§ **PAGE TEXT**:
# # # # #

本文转自:http://www.pomdp.org/

一、Background on POMDPs

  We assume that the reader is familiar with the value iteration algorithm for regular discrete Markov decision processes (MDPs). However, we will need to differentiate these from POMDPs which we could also call a discrete Markov decision process. Therefore, we will refer to the more familiar MDPs as CO-MDPs, emphasizing that they are completely observable.

  Adding partial observability to an MDP is not a trivial addition. Solution procedures for CO-MDPs give values or policies for each state. Use of these solutions requires the state to be completely known at all times and with complete observability this presents no problem. Partial observability clouds the idea of the current state. No longer is there certainty about the current state which makes selecting actions based on the current state (as in a CO-MDP) no longer valid.

  A POMDP is really just an MDP; we have a set of states, a set of actions, transitions and immediate rewards. The actions' effects on the state in a POMDP is exactly the same as in an MDP. The only difference is in whether or not we can observe the current state of the process. In a POMDP we add a set of observations to the model. So instead of directly observing the current state, the state gives us an observation which provides a hint about what state it is in. The observations can be probabilistic; so we need to also specify an observation function. This observation function simply tells us the probability of each observation for each state in the model. We can also have the observation likelihood depend on the action if we like.

  Although the underlying dynamics of the POMDP are still Markovian, since we have no direct access to the current state, our decisions require keeping track of (possibly) the entire history of the process, making this a non-Markovian process. The history at a given point in time is comprised of our knowledge about our starting situation, all actions performed and all observations seen.

  Fortunately, it turns out that simply maintaining a probability distribution over all of the states provides us with the same information as if we maintained the complete history. In a CO-MDP we track our current state and update it after each action. Here this is trivial, because it is completely observable. In a POMDP we have to maintain this probability distribution over states. When we perform and action and make an observation, we have to update the distribution. Updating the distribution is very easy and just involves using the transition and observation probabilities. You'll have to take our word for this, since we are prohibited from showing you the formula.

二、Basics of Solving POMDPs

 

  In this section we finally start to get to the heart of the matter. We will start to introduce the graphical representation we use and then explain how we can use the value iteration algorithm to solve a POMDP problem. Once this is established, we can delve into the particular algorithms that have been used to solve POMDPs.

# # # # #

§ **REQUIRED WORK**:
a) Translate this sentence from the POMDP text into Spanish: "In a POMDP we add a set of observations to the model."
b) Reproduce the POMDP text from "一、Background on POMDPs" up to and including "are completely observable.".
c) According to the POMDP text, what does the observation function tell us?

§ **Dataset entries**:
# # # # #

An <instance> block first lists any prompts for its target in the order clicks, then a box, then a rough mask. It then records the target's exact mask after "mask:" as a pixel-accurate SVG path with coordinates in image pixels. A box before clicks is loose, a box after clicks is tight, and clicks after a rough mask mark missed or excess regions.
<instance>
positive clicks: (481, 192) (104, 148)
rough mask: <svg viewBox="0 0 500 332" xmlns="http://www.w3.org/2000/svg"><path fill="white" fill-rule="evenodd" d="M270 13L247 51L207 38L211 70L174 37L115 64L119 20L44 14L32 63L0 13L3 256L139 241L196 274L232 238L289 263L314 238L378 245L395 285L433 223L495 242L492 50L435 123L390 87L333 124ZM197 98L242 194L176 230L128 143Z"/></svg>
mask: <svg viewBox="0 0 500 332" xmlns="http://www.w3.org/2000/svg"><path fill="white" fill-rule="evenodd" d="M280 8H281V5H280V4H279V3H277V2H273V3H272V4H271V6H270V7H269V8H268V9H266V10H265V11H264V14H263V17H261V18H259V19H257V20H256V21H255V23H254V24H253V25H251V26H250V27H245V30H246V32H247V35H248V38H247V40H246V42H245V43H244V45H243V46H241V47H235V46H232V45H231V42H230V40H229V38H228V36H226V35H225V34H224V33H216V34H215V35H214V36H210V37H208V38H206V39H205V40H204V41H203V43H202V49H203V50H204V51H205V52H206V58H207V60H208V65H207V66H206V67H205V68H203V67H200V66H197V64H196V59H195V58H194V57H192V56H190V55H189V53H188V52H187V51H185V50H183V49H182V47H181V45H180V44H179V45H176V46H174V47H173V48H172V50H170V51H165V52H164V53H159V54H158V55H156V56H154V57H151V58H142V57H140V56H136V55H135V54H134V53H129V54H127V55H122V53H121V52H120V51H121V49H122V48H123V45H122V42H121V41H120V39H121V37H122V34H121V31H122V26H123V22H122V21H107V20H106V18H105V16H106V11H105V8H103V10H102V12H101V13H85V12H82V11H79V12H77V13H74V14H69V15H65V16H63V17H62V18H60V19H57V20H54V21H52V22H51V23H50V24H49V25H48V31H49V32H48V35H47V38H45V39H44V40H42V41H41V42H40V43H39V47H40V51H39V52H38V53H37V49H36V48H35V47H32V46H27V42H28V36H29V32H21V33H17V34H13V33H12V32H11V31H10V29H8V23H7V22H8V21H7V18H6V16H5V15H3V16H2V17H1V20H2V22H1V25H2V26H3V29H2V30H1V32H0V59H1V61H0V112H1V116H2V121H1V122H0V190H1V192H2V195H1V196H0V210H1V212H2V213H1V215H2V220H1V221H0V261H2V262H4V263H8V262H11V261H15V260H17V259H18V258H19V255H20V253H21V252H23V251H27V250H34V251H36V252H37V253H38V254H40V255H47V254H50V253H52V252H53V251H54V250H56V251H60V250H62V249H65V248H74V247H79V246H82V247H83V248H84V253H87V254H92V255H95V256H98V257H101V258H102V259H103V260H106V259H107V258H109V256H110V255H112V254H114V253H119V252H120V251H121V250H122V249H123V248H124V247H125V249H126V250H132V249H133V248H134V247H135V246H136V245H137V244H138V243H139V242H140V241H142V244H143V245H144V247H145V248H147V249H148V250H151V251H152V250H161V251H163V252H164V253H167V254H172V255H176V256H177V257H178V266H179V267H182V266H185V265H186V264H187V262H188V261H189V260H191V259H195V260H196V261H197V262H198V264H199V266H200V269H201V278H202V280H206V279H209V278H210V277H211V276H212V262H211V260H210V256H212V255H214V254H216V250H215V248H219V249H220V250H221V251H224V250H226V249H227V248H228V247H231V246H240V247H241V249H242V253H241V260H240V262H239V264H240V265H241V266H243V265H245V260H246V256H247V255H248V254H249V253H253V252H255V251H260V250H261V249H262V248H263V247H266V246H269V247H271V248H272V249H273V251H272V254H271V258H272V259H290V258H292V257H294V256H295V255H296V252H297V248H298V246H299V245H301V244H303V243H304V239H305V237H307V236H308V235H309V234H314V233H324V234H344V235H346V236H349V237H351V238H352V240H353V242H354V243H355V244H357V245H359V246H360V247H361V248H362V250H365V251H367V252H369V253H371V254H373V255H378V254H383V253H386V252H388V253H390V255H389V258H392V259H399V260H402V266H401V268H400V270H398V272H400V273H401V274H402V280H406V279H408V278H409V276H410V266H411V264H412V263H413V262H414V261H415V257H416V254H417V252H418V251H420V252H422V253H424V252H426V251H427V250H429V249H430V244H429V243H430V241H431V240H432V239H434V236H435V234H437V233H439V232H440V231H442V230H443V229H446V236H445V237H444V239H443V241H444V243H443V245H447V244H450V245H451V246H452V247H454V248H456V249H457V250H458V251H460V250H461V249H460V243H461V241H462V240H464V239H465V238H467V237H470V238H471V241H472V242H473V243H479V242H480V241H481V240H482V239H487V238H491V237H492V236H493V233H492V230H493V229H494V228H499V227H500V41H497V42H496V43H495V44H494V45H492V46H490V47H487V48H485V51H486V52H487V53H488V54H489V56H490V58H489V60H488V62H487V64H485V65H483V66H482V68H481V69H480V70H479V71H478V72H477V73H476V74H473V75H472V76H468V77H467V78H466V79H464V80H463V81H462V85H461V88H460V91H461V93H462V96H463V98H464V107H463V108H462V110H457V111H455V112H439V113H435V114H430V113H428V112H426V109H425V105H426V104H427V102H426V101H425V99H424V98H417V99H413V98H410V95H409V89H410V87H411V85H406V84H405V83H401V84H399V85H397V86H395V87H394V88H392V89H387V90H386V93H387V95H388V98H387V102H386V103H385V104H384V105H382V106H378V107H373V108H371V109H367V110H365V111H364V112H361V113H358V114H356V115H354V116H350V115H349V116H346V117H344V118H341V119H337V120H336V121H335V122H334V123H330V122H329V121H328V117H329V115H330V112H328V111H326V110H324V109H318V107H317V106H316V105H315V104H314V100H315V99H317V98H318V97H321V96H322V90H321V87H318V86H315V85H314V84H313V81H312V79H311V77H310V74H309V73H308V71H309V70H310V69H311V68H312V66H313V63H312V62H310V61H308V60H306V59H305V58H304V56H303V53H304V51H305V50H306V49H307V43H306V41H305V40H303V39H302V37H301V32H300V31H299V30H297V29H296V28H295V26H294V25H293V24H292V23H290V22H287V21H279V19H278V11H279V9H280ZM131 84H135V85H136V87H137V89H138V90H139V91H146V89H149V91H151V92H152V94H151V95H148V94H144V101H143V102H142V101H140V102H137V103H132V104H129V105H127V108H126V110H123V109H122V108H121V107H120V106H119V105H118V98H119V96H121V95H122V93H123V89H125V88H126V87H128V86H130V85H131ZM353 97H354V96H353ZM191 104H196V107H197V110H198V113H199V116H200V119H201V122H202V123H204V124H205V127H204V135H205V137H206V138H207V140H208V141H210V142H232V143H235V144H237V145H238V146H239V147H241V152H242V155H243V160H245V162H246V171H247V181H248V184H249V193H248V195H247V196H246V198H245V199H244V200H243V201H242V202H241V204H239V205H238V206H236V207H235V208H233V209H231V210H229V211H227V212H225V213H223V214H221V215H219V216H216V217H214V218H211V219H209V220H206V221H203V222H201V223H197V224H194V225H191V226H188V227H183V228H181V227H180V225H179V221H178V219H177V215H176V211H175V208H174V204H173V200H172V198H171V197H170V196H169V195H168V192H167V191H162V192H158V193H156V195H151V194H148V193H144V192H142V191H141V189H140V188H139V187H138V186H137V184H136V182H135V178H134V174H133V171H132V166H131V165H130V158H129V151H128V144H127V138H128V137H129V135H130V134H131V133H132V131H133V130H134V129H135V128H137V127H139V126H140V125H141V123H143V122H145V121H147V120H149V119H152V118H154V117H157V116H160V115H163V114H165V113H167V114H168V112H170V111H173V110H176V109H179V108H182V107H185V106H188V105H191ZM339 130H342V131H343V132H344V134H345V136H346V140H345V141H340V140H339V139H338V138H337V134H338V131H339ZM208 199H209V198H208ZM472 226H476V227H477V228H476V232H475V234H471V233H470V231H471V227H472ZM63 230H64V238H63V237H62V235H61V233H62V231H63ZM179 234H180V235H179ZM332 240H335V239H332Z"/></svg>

# # # # #

§ **TASK ANSWERS**:
a) En un POMDP añadimos un conjunto de observaciones al modelo.

b)
一、Background on POMDPs

  We assume that the reader is familiar with the value iteration algorithm for regular discrete Markov decision processes (MDPs). However, we will need to differentiate these from POMDPs which we could also call a discrete Markov decision process. Therefore, we will refer to the more familiar MDPs as CO-MDPs, emphasizing that they are completely observable.

c) It gives the probability of each observation for each state in the model.